----- DOCUMENT EXTRACT

Most descriptions of your color work reference its affinity to painting. Do you ever tire of hearing that, even if it’s true?

No, I’m not tired of it. I think it’s meant as a compliment.

You’re also affiliated with the New York School of photography, but I’m guessing you never felt part of any school or movement. True?

Yes, I never did.

Did you associate with any of the New York School photographers?

I admired Louis Faurer’s work very much. I thought he was unusual. There was a kind of poetry and quirkiness about his work that appealed to me. I admired Robert Frank’s work very much. I think he is a great photographer. What else can you say about him? His work is poetic and beautiful. Robert Frank asked me one day to help Louis Faurer on a fashion shoot. This must have been in the early 1950s. I went to his studio and it was complete madness, so I left. Louis was very angry with me for leaving and didn’t talk to me for years. I knew Diane Arbus. She lived across the street from me. I want to mention the fact that I learned from her biography that I helped her with her laundry one day. Did I really help her with laundry? I’m not so sure.

What kind of response did any of them have to your color work?
Very few people were aware of my color work. My friend Bob Weaver, an unusual artist and illustrator, and Barbara and Dottie and Bobbie would from time to time come to my apartment and see my slide shows.


I understand the painter Richard Pousette-Dark was an early influence, as was Henri Cartier-Bresson. How did their work impact yours?

Most of my friends were painters. I really knew very few photographers, aside from Ray and Diane Whitlin, who I am afraid are not known today. Richard Pousette-Dart was a friend of mine. I liked his work but it was in a total different area. There was an element of Pictorialism about it. He liked enlarging and bleaching and manipulating. But I really don’t think I was influenced by anyone. I think I will leave it up to someone else to determine who influenced me. I admired a tremendous number of photographers, but for some reason I arrived at a point of view of my own.

----------
----- INFORMATION SUPPLIED

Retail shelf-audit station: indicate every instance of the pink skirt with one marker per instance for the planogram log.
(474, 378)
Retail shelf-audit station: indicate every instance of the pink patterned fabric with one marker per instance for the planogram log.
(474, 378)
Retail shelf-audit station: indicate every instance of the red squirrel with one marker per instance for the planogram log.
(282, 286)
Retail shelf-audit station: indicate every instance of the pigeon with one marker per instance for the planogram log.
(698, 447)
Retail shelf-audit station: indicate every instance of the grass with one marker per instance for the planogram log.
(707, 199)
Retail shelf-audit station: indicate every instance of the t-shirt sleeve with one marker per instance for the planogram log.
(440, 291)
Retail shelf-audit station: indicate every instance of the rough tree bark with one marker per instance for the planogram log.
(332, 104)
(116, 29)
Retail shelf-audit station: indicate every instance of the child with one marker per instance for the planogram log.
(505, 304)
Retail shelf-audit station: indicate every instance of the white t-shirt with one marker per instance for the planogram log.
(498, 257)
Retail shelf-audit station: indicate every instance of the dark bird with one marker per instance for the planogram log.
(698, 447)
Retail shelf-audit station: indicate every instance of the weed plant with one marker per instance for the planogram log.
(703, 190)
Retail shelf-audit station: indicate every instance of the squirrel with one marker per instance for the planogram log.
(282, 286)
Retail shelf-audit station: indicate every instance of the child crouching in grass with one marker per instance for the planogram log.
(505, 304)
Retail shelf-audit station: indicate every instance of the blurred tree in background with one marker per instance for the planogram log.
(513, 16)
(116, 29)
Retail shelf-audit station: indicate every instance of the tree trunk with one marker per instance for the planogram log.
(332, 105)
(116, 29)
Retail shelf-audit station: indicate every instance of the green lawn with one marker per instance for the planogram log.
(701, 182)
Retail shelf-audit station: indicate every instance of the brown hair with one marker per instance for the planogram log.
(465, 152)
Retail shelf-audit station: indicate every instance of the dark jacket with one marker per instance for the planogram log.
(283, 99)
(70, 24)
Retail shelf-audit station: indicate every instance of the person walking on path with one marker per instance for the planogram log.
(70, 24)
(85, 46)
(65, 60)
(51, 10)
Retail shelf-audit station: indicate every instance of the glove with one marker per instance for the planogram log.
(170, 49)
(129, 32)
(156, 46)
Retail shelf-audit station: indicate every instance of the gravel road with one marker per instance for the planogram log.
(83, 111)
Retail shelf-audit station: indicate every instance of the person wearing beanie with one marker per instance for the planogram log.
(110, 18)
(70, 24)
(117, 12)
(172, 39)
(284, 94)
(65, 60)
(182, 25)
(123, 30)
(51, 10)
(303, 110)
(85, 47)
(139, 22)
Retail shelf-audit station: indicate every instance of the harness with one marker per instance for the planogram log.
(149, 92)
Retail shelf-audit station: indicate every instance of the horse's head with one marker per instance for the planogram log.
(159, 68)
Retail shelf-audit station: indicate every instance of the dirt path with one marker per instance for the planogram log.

----------

Write out the entire interview on color photography from the top of the page, word for word.

TASK RESPONSE
Most descriptions of your color work reference its affinity to painting. Do you ever tire of hearing that, even if it’s true?

No, I’m not tired of it. I think it’s meant as a compliment.

You’re also affiliated with the New York School of photography, but I’m guessing you never felt part of any school or movement. True?

Yes, I never did.

Did you associate with any of the New York School photographers?

I admired Louis Faurer’s work very much. I thought he was unusual. There was a kind of poetry and quirkiness about his work that appealed to me. I admired Robert Frank’s work very much. I think he is a great photographer. What else can you say about him? His work is poetic and beautiful. Robert Frank asked me one day to help Louis Faurer on a fashion shoot. This must have been in the early 1950s. I went to his studio and it was complete madness, so I left. Louis was very angry with me for leaving and didn’t talk to me for years. I knew Diane Arbus. She lived across the street from me. I want to mention the fact that I learned from her biography that I helped her with her laundry one day. Did I really help her with laundry? I’m not so sure.

What kind of response did any of them have to your color work?
Very few people were aware of my color work. My friend Bob Weaver, an unusual artist and illustrator, and Barbara and Dottie and Bobbie would from time to time come to my apartment and see my slide shows.


I understand the painter Richard Pousette-Dark was an early influence, as was Henri Cartier-Bresson. How did their work impact yours?

Most of my friends were painters. I really knew very few photographers, aside from Ray and Diane Whitlin, who I am afraid are not known today. Richard Pousette-Dart was a friend of mine. I liked his work but it was in a total different area. There was an element of Pictorialism about it. He liked enlarging and bleaching and manipulating. But I really don’t think I was influenced by anyone. I think I will leave it up to someone else to determine who influenced me. I admired a tremendous number of photographers, but for some reason I arrived at a point of view of my own.